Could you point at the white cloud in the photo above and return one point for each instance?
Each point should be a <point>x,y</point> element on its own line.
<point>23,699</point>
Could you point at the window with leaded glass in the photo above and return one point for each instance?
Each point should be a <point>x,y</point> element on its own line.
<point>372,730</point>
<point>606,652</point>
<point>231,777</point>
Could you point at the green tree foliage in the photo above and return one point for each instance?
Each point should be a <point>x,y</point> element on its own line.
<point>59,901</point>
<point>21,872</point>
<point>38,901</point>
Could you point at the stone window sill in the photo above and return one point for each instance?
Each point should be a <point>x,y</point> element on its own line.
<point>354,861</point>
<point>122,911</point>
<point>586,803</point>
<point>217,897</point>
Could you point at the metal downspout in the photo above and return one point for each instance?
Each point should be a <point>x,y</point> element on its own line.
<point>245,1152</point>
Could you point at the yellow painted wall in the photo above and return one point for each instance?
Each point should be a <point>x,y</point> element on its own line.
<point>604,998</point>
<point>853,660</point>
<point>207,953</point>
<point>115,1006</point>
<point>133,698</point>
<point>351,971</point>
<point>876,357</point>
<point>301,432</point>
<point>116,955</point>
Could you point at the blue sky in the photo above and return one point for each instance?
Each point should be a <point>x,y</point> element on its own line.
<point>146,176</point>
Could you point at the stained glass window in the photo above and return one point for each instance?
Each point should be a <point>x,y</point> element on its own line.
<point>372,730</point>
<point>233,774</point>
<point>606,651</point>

-- Exercise --
Print every line of the records above again, word for word and in the same order, with nothing changed.

-- Answer to this task --
Could you point at the white cloud in the photo above and return one point for each instance?
Each point should be a <point>x,y</point> element on its own line.
<point>23,699</point>
Could you point at the window with leaded glass in the photo above and return one point for each instance?
Each point should be a <point>x,y</point> element on its own line.
<point>372,730</point>
<point>606,652</point>
<point>231,777</point>
Could you point at the green tree foliage in the photo above and return one point for each instance?
Each point should be a <point>x,y</point> element on its own line.
<point>59,901</point>
<point>21,872</point>
<point>38,901</point>
Could you point at the stone window sill in the photo above and return one point for each instance?
Each point should be a <point>x,y</point> element on its own line.
<point>354,861</point>
<point>122,911</point>
<point>586,803</point>
<point>217,897</point>
Could you point at the metal downspout in the photo above and return one point for each instance?
Each point should be a <point>x,y</point> element on its own line.
<point>245,1152</point>
Could you point at the yellow painted wall in the photo above and return one point for each instance?
Each point should be a <point>x,y</point> element on its own line.
<point>604,998</point>
<point>853,660</point>
<point>207,953</point>
<point>115,1006</point>
<point>133,698</point>
<point>351,971</point>
<point>876,357</point>
<point>301,432</point>
<point>116,955</point>
Could you point at the blue sky in the photo above and return one point for each instance?
Each point should be a <point>x,y</point> element on its own line.
<point>146,176</point>
Could you point at the stained glass window in the photo above and return one point for each instance?
Each point should be a <point>x,y</point> element on its own line.
<point>372,730</point>
<point>233,774</point>
<point>606,651</point>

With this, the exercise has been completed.